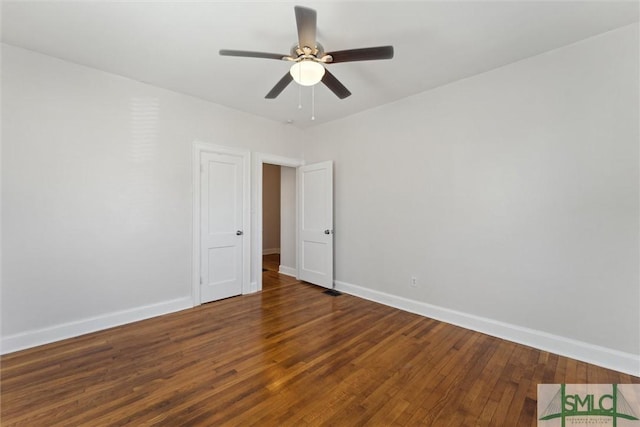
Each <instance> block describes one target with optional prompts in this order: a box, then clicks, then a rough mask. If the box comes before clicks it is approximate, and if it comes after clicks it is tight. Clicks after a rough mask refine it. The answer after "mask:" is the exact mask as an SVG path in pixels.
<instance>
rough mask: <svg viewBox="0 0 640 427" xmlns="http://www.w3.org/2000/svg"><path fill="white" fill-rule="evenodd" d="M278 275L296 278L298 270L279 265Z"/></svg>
mask: <svg viewBox="0 0 640 427" xmlns="http://www.w3.org/2000/svg"><path fill="white" fill-rule="evenodd" d="M278 273H280V274H284V275H285V276H291V277H296V276H297V275H298V270H296V269H295V268H291V267H287V266H286V265H281V266H280V267H279V268H278Z"/></svg>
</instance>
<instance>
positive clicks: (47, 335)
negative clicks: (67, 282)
mask: <svg viewBox="0 0 640 427" xmlns="http://www.w3.org/2000/svg"><path fill="white" fill-rule="evenodd" d="M192 305H193V304H192V301H191V297H190V296H189V297H184V298H178V299H173V300H170V301H163V302H160V303H156V304H150V305H146V306H142V307H136V308H132V309H129V310H122V311H116V312H113V313H107V314H103V315H100V316H95V317H89V318H87V319H82V320H77V321H73V322H68V323H62V324H60V325H55V326H49V327H47V328H42V329H36V330H32V331H27V332H21V333H19V334H15V335H9V336H6V337H2V344H1V345H0V348H2V354H7V353H12V352H14V351H18V350H24V349H25V348H31V347H35V346H38V345H42V344H48V343H51V342H54V341H60V340H64V339H67V338H73V337H77V336H79V335H84V334H88V333H91V332H96V331H101V330H103V329H108V328H113V327H115V326H120V325H124V324H127V323H131V322H137V321H139V320H144V319H149V318H151V317H156V316H162V315H163V314H168V313H173V312H176V311H180V310H185V309H189V308H191V307H192Z"/></svg>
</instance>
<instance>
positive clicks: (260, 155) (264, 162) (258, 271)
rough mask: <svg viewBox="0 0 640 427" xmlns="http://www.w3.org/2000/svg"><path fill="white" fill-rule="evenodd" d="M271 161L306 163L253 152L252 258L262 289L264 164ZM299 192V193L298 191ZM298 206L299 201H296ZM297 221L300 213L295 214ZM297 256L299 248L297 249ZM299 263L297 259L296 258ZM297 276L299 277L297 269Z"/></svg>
mask: <svg viewBox="0 0 640 427" xmlns="http://www.w3.org/2000/svg"><path fill="white" fill-rule="evenodd" d="M265 163H269V164H272V165H279V166H286V167H291V168H297V167H299V166H303V165H304V160H301V159H293V158H289V157H282V156H276V155H273V154H267V153H253V188H254V189H255V191H254V194H253V197H254V198H253V206H254V211H255V212H254V217H253V220H252V225H253V229H254V230H255V232H256V234H255V241H254V244H255V246H254V249H253V250H252V251H251V259H252V260H253V274H254V276H253V277H254V278H255V290H256V291H261V290H262V257H261V256H260V248H262V165H263V164H265ZM296 194H297V193H296ZM296 197H297V196H296ZM296 206H297V203H296ZM296 209H297V208H296ZM295 218H296V222H297V218H298V214H297V212H296V215H295ZM297 242H298V226H297V223H296V245H297ZM295 253H296V257H297V253H298V250H297V249H296V251H295ZM296 264H297V260H296ZM295 276H296V277H297V271H296V274H295Z"/></svg>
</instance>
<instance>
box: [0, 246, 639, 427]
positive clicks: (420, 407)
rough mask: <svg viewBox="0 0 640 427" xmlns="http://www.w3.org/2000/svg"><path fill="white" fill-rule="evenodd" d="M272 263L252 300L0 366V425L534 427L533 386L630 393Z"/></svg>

• **What is required**
Would you return the entries verbatim, minus any images?

• **Answer below**
Each <instance> block describes one target with optional prompts in this order: a box, then clicks, then a rough mask. If the box comes before clicks it is approximate, and if it comes after clicks it is tight. Clicks after a rough mask refine it. The answer after "mask:" is the exact mask as an SVG path in pixels.
<instance>
rough mask: <svg viewBox="0 0 640 427" xmlns="http://www.w3.org/2000/svg"><path fill="white" fill-rule="evenodd" d="M278 275L296 278L298 270L279 265Z"/></svg>
mask: <svg viewBox="0 0 640 427" xmlns="http://www.w3.org/2000/svg"><path fill="white" fill-rule="evenodd" d="M278 273H280V274H284V275H285V276H291V277H296V276H297V275H298V270H296V269H295V268H291V267H287V266H286V265H281V266H280V267H279V268H278Z"/></svg>
</instance>
<instance>
positive clicks: (47, 335)
negative clicks: (67, 282)
mask: <svg viewBox="0 0 640 427" xmlns="http://www.w3.org/2000/svg"><path fill="white" fill-rule="evenodd" d="M192 305H193V304H192V301H191V297H190V296H189V297H184V298H178V299H173V300H170V301H163V302H160V303H156V304H150V305H146V306H142V307H136V308H132V309H129V310H122V311H116V312H113V313H107V314H103V315H100V316H95V317H89V318H87V319H82V320H77V321H73V322H68V323H62V324H60V325H55V326H49V327H47V328H42V329H36V330H32V331H27V332H21V333H19V334H15V335H9V336H6V337H2V344H1V345H0V348H2V354H7V353H12V352H14V351H18V350H24V349H25V348H31V347H35V346H38V345H42V344H48V343H51V342H54V341H60V340H64V339H67V338H73V337H77V336H79V335H84V334H88V333H91V332H96V331H101V330H103V329H108V328H113V327H115V326H120V325H124V324H127V323H131V322H137V321H139V320H144V319H149V318H151V317H156V316H162V315H163V314H168V313H173V312H176V311H180V310H185V309H189V308H191V307H192Z"/></svg>
</instance>
<instance>
positive clicks: (260, 155) (264, 162) (258, 271)
rough mask: <svg viewBox="0 0 640 427" xmlns="http://www.w3.org/2000/svg"><path fill="white" fill-rule="evenodd" d="M271 161L306 163L253 152L252 258L262 289L264 164ZM299 192V193L298 191ZM298 206L299 201H296ZM297 221L300 213L295 214ZM297 256L299 248L297 249ZM299 263L297 259L296 258ZM297 276L299 277L297 269Z"/></svg>
mask: <svg viewBox="0 0 640 427" xmlns="http://www.w3.org/2000/svg"><path fill="white" fill-rule="evenodd" d="M265 163H269V164H272V165H279V166H286V167H291V168H297V167H299V166H303V165H304V160H301V159H293V158H289V157H282V156H276V155H273V154H267V153H253V188H254V189H255V191H254V194H253V197H254V198H253V206H254V211H255V212H254V217H253V220H252V225H253V229H254V230H255V232H256V234H255V241H254V244H255V246H254V249H253V250H252V251H251V259H252V260H253V274H254V276H253V277H254V278H255V290H256V291H261V290H262V257H261V256H260V248H262V165H263V164H265ZM296 194H297V193H296ZM296 197H297V196H296ZM296 206H297V203H296ZM296 209H297V208H296ZM295 218H296V222H297V218H298V214H297V212H296V215H295ZM297 242H298V226H297V223H296V245H297ZM295 253H296V257H297V253H298V250H297V249H296V251H295ZM296 264H297V260H296ZM295 276H296V277H297V271H296V274H295Z"/></svg>
</instance>
<instance>
box: [0, 246, 639, 427]
positive clicks: (420, 407)
rough mask: <svg viewBox="0 0 640 427" xmlns="http://www.w3.org/2000/svg"><path fill="white" fill-rule="evenodd" d="M272 263L252 300L0 366V425L534 427L533 386L630 393Z"/></svg>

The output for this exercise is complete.